++++ EXTRACTED RECORDS

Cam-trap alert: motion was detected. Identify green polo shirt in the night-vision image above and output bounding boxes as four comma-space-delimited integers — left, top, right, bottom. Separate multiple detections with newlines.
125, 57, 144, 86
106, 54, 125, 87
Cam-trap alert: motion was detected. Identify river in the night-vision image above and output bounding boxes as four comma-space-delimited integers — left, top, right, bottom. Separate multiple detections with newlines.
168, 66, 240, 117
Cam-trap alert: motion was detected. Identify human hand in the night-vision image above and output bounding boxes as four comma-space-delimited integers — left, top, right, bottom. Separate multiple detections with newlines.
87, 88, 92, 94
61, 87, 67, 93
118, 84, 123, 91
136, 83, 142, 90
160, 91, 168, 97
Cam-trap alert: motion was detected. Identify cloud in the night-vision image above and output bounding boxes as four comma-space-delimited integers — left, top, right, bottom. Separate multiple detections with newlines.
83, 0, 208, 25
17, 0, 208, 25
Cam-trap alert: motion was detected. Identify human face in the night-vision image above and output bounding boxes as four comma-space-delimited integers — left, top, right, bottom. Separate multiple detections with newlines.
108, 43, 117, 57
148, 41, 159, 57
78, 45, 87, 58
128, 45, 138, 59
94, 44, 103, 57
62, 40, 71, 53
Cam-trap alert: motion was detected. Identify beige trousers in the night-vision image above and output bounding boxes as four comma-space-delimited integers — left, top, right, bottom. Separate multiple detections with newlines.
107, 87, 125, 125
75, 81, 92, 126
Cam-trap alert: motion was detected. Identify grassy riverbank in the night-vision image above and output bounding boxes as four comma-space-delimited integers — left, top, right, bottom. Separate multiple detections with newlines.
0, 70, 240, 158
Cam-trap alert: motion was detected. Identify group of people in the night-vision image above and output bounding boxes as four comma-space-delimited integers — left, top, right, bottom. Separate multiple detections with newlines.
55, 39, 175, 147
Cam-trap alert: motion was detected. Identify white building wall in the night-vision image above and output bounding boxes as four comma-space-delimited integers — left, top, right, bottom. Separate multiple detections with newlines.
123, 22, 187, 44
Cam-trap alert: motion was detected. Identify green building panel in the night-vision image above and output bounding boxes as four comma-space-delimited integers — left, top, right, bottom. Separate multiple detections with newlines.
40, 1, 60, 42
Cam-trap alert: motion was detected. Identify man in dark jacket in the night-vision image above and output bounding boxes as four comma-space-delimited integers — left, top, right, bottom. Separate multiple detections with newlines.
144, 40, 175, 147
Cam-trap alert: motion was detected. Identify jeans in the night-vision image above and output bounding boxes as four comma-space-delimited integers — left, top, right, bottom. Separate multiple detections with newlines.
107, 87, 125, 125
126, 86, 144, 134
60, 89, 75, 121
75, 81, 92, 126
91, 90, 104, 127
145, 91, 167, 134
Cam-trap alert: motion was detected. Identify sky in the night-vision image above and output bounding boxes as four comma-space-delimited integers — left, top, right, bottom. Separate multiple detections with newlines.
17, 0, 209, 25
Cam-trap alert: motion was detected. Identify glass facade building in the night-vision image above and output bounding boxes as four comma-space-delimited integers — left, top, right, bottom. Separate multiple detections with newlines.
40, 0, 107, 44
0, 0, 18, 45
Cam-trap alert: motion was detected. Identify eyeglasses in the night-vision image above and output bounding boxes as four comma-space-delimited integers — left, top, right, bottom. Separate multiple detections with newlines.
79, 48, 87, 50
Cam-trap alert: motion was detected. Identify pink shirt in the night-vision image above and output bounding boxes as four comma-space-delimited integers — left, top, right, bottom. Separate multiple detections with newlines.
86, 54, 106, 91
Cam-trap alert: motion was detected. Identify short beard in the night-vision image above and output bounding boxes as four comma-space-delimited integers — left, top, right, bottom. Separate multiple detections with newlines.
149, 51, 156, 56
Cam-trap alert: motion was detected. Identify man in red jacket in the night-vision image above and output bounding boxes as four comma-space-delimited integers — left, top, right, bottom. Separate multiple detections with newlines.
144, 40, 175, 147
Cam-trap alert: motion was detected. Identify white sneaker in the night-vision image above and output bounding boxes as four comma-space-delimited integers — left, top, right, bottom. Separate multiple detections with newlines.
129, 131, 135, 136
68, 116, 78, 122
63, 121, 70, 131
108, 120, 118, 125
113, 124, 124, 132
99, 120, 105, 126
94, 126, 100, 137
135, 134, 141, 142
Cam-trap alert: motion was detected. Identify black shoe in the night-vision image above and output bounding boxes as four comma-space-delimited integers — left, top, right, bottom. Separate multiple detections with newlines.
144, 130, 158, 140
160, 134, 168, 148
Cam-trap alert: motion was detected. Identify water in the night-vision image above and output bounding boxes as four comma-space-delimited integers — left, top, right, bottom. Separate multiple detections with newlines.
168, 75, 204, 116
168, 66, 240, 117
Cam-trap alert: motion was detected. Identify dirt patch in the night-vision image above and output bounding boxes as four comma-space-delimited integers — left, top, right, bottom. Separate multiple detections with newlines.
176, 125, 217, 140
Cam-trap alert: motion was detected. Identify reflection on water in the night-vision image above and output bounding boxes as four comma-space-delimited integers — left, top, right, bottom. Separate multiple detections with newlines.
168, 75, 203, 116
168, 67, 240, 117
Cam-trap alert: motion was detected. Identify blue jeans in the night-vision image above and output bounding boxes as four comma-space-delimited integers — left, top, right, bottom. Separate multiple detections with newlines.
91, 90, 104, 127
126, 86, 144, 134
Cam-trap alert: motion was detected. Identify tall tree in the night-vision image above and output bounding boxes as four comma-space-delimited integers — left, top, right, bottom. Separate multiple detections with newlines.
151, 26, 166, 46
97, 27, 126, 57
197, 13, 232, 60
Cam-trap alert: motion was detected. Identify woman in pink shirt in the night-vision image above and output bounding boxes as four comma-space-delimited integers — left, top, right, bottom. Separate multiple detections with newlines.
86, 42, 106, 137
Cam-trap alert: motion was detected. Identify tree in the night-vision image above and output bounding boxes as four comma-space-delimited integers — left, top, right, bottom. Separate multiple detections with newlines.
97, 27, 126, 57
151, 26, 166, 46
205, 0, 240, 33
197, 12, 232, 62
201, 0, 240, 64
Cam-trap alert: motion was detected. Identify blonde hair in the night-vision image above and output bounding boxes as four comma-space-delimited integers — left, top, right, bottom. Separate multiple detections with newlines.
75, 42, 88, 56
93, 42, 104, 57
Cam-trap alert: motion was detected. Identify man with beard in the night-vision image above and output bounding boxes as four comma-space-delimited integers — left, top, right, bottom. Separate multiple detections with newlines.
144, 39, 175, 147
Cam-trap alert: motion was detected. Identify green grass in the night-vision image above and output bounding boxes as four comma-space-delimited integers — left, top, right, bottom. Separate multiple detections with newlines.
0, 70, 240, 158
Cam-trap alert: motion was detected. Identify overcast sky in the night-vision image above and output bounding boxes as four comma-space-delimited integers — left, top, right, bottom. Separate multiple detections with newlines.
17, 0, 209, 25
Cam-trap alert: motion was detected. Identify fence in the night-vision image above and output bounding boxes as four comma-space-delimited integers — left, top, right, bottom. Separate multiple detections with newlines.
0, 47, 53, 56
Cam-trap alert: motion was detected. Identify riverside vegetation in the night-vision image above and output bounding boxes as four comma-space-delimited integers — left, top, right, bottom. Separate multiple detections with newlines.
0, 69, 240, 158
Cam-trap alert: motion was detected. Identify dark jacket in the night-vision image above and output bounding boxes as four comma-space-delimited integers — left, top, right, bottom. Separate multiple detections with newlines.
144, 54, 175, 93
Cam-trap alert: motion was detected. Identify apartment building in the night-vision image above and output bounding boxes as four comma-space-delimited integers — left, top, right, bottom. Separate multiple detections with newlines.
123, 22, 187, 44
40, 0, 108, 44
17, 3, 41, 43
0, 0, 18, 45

++++++++

-- THE REQUEST --
Copy the listing above word for word, from its first line through its last.

-- EXERCISE ANSWER --
Cam-trap alert: motion was detected. Identify green polo shirt in the night-vision image above and output bounding boxes as four comma-space-delimited integers — left, top, right, bottom. Separate multiple detections with newlines.
125, 57, 144, 86
106, 54, 125, 87
Cam-trap alert: motion was detected. Identify river in the night-vision image above and output bounding boxes as four comma-space-delimited integers — left, top, right, bottom. Separate multiple detections with newlines.
168, 66, 240, 117
Cam-trap alert: motion was detected. Identify human hand in the night-vision image above and output bounding boxes as four comma-space-delimited integers — left, top, right, bottom. Separate multiple detections with newlines.
87, 88, 92, 94
61, 87, 67, 93
118, 84, 123, 91
136, 83, 142, 90
160, 91, 168, 97
Cam-trap alert: motion was detected. Identify cloud in the night-vision image above and output bounding boxes as four comma-space-delimited integers — left, top, right, bottom. Separate multiple detections with newlines.
83, 0, 208, 25
17, 0, 208, 25
Cam-trap alert: motion was detected. Identify human face in the night-vision image above and output bounding boxes as four comma-space-delimited integers — left, top, right, bottom. Separate multiple detections with newlines.
108, 43, 117, 57
148, 41, 159, 57
78, 45, 87, 58
128, 45, 138, 59
94, 44, 103, 57
62, 40, 71, 53
Cam-trap alert: motion was detected. Identify beige trousers in the night-vision image above and output bounding boxes as four comma-space-delimited integers — left, top, right, bottom. Separate multiple detections with newlines.
107, 87, 125, 125
75, 81, 92, 126
Cam-trap alert: motion was detected. Identify grassy riverbank in the night-vision image above and output bounding boxes as four comma-space-delimited integers — left, top, right, bottom. Separate multiple detections with newlines.
0, 70, 240, 158
Cam-trap alert: motion was detected. Identify group of people in the night-vision image above and output bounding boxes as four comma-space-delimited integers — left, top, right, bottom. Separate multiple detections with newlines.
55, 39, 175, 147
Cam-trap alert: motion was detected. Identify white building wall in the night-vision image above and output bounding boxes as four comma-space-delimited integers — left, top, right, bottom. Separate multiple detections with newlines.
123, 22, 187, 44
Cam-trap alert: motion was detected. Identify green building panel in the night-vision image above and output bounding boxes as four comma-space-delimited integers — left, top, right, bottom. Separate multiple detections with newlines.
40, 1, 60, 42
Cam-trap alert: motion was detected. Identify man in dark jacket in the night-vision image above and output bounding boxes as four comma-space-delimited integers — left, top, right, bottom. Separate multiple detections with newlines.
144, 40, 175, 147
Cam-trap alert: motion was detected. Identify jeans in the night-vision image above and output bounding boxes as four comma-space-delimited integers — left, top, right, bottom. Separate multiple detections with newlines.
107, 87, 125, 125
126, 86, 144, 134
60, 89, 75, 121
75, 81, 92, 126
91, 90, 104, 127
145, 91, 167, 134
Cam-trap alert: motion was detected. Identify sky in the night-vision image above and output bounding boxes as four comma-space-delimited integers — left, top, right, bottom. Separate multiple detections with newlines.
17, 0, 209, 25
Cam-trap alert: motion was detected. Identify glass facade building in the night-vision image above and output bounding boxes as four comma-space-delimited integers — left, top, right, bottom. Separate multiple detections with newlines.
40, 0, 107, 44
0, 0, 18, 45
Cam-trap alert: motion was detected. Identify eyeglasses in the night-vision image above and output bounding boxes as four comma-space-delimited integers — left, top, right, bottom. Separate multiple detections with newlines.
79, 48, 87, 50
Cam-trap alert: motion was detected. Identify pink shirt in the night-vision image above and output bounding boxes as four comma-space-delimited integers — left, top, right, bottom. Separate multiple detections with newlines.
86, 54, 106, 91
Cam-trap alert: motion was detected. Identify short beard in the night-vision image above and output bounding boxes as four comma-space-delimited integers — left, top, right, bottom. Separate multiple detections with newlines.
149, 51, 156, 56
Cam-trap alert: motion was detected. Identify man in red jacket in the night-vision image above and output bounding boxes as four comma-space-delimited integers — left, top, right, bottom. Separate multiple detections with newlines.
144, 40, 175, 147
Cam-trap alert: motion was detected. Identify white sneaker in the night-vision image above and output bounding boxes as four comma-space-delimited integers — left, top, right, bottom. Separate multiple detections with newlines.
129, 131, 135, 136
68, 116, 78, 122
63, 121, 70, 131
108, 120, 118, 125
113, 124, 124, 132
99, 120, 105, 126
94, 126, 100, 137
135, 134, 141, 142
Cam-trap alert: motion was detected. Identify black shoe in the night-vision image above and output bounding boxes as four comma-space-delimited integers — left, top, right, bottom. Separate multiple detections with newlines.
144, 130, 158, 140
160, 134, 168, 148
Cam-trap alert: motion was detected. Identify water in the night-vision image above and output bounding boxes as four comma-space-delimited integers — left, top, right, bottom. Separate multiple detections with newlines.
168, 75, 204, 116
168, 66, 240, 117
Cam-trap alert: motion was detected. Identify dirt patch in the night-vision image above and output bounding boxes as four comma-space-delimited integers — left, top, right, bottom. Separate multiple detections with newlines.
176, 125, 217, 140
Cam-trap alert: motion was detected. Identify reflection on water in the night-vision image above and output bounding boxes as four comma-space-delimited integers — left, top, right, bottom. Separate multiple detections with newlines.
168, 75, 203, 116
168, 67, 240, 117
Cam-trap alert: motion was detected. Identify blue jeans in the night-vision image above and output bounding boxes as four comma-space-delimited integers — left, top, right, bottom. Separate multiple detections with newlines.
91, 90, 104, 127
126, 86, 144, 134
Cam-trap alert: motion was detected. Identify tall tree in the night-vision image above and output bounding boxes as four comma-space-delimited integers — left, top, right, bottom. Separate multiple detections with newlines.
151, 26, 166, 46
97, 27, 126, 57
197, 13, 232, 60
Cam-trap alert: motion was detected. Identify woman in pink shirt in the night-vision image above and output bounding boxes as four comma-space-delimited integers — left, top, right, bottom. Separate multiple detections with newlines.
86, 42, 106, 137
Cam-trap alert: motion was detected. Identify tree in the night-vision image above and output bounding boxes as four comma-space-delimited integers — left, top, right, bottom. Separate multiple detections with newlines.
97, 27, 126, 57
151, 26, 166, 46
205, 0, 240, 33
197, 12, 232, 62
201, 0, 240, 64
Cam-trap alert: motion was detected. Identify blonde hair in the night-vision image above and output bounding boxes as four comma-space-delimited integers — left, top, right, bottom. Separate multiple detections with newlines.
75, 42, 88, 56
93, 42, 104, 57
Cam-trap alert: motion was detected. Identify man with beard in the night-vision image above and output bounding boxes as four comma-space-delimited integers — left, top, right, bottom. Separate multiple detections with newlines.
144, 39, 175, 147
Cam-trap alert: motion was detected. Identify green grass in the night-vision image above and output bounding boxes as four comma-space-delimited integers — left, top, right, bottom. Separate multiple detections with newlines.
0, 70, 240, 158
Cam-trap alert: motion was detected. Identify overcast sky in the night-vision image above and output bounding boxes as four comma-space-delimited integers — left, top, right, bottom. Separate multiple detections with newlines.
17, 0, 209, 25
Cam-trap alert: motion was detected. Identify fence in the night-vision image above and output bounding boxes as four comma-space-delimited integers — left, top, right, bottom. Separate multiple detections with newlines.
0, 47, 53, 56
Cam-trap alert: motion was detected. Identify riverside vegetation in the night-vision image above and output bounding boxes as four comma-space-delimited integers — left, top, right, bottom. Separate multiple detections with newlines.
0, 69, 240, 158
Cam-trap alert: motion was detected. Identify dark jacket in the night-vision image above and output bounding boxes as four comma-space-delimited integers — left, top, right, bottom. Separate multiple detections with newlines.
144, 54, 175, 93
Cam-trap alert: motion was detected. Identify apartment building in the night-vision image above and output bounding boxes as four comma-space-delimited integers — left, top, right, bottom. Separate multiple detections with newlines.
123, 22, 187, 44
40, 0, 108, 44
17, 3, 41, 43
0, 0, 18, 45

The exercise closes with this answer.